§ Exercise instructions:
Having located the line with "# put a marker", repeat it and all remaining lines of the records exactly. Pictures do not belong in the answer.

- - -

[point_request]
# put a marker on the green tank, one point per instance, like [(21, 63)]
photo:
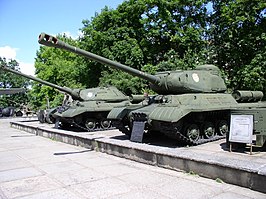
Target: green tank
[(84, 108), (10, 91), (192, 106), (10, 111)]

- - -

§ Output for this task:
# put a marker on the green tank, one point per instance, like [(21, 63)]
photo:
Target: green tank
[(84, 108), (10, 91), (192, 106), (10, 111)]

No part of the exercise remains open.